--- Task directions ---
Count the lines in the items below that contain the string "standing", treating uppercase and lowercase as different. Reply with the number only.

* BEGIN Record excerpts *

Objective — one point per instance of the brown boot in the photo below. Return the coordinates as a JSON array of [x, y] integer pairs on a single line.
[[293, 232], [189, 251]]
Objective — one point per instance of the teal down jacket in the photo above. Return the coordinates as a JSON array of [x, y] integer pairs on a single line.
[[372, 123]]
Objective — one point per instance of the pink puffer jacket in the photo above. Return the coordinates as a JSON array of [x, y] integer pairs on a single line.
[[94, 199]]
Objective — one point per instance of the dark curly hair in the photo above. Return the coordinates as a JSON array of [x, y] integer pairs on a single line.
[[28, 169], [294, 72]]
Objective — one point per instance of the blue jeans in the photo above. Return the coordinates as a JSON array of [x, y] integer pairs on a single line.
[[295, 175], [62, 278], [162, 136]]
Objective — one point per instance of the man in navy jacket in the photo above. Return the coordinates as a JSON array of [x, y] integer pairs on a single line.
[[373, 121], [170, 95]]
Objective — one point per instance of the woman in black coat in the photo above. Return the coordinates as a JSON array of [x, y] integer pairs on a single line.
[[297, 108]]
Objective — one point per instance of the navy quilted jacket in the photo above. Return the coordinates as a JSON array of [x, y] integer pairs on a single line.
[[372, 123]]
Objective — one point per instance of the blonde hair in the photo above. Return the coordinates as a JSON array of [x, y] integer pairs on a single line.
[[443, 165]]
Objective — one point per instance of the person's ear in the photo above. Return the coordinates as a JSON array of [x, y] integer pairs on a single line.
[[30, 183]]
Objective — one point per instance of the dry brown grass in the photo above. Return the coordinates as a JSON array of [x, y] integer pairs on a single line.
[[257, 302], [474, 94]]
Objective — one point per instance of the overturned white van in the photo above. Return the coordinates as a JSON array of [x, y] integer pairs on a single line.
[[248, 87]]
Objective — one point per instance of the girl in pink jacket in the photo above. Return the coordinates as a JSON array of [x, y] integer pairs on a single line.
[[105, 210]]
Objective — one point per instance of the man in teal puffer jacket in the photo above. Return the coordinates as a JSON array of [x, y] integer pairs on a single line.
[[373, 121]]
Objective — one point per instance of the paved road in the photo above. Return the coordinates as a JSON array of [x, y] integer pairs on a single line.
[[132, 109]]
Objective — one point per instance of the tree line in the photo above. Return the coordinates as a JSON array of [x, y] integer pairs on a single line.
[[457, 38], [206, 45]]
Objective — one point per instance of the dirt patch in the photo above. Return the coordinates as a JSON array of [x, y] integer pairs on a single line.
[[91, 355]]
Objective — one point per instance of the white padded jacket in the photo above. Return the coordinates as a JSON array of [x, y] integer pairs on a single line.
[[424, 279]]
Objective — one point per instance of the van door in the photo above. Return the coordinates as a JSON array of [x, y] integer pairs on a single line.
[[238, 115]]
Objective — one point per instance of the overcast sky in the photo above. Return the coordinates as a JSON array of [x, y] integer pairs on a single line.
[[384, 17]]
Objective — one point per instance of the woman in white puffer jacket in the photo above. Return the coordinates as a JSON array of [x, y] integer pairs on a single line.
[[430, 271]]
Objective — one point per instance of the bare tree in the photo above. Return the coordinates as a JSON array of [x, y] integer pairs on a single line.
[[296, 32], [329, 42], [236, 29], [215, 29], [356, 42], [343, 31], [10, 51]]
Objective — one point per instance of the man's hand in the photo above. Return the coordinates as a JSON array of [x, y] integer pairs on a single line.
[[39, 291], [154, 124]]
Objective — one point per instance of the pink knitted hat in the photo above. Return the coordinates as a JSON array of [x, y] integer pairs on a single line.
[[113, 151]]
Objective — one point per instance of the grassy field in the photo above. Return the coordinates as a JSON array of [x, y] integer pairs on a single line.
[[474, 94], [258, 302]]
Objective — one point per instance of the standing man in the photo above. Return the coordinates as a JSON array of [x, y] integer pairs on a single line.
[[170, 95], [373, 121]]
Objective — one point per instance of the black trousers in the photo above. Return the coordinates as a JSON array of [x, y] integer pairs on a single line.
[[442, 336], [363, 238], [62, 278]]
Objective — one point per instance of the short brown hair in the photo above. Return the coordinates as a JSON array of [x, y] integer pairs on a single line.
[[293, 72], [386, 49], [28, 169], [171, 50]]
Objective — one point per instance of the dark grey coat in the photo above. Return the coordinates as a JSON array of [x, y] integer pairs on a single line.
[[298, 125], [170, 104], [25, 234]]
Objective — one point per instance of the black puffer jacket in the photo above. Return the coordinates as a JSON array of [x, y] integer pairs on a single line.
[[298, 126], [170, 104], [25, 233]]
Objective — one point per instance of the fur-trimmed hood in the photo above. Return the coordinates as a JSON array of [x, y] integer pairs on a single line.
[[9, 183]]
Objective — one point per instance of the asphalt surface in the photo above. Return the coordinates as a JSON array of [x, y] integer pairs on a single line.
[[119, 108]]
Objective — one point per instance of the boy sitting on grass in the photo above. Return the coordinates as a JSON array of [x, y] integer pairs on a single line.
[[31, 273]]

* END Record excerpts *
* BEGIN Record excerpts *

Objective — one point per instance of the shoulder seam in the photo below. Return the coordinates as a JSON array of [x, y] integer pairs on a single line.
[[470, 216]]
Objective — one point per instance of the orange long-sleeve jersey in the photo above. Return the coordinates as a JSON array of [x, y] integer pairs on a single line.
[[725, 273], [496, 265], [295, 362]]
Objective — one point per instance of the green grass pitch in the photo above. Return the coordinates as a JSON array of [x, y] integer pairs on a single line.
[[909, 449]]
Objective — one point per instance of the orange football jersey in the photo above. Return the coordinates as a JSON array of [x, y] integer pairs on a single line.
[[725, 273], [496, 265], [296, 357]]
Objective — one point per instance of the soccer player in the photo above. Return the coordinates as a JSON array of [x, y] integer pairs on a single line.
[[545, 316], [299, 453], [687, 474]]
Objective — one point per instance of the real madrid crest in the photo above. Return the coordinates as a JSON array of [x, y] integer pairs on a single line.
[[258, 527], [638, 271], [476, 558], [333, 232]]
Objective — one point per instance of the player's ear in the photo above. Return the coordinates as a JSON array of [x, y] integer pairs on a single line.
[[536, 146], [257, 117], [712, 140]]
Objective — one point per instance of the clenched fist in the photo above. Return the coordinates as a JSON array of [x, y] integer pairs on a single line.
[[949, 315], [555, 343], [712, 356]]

* END Record excerpts *

--- Exercise answer ---
1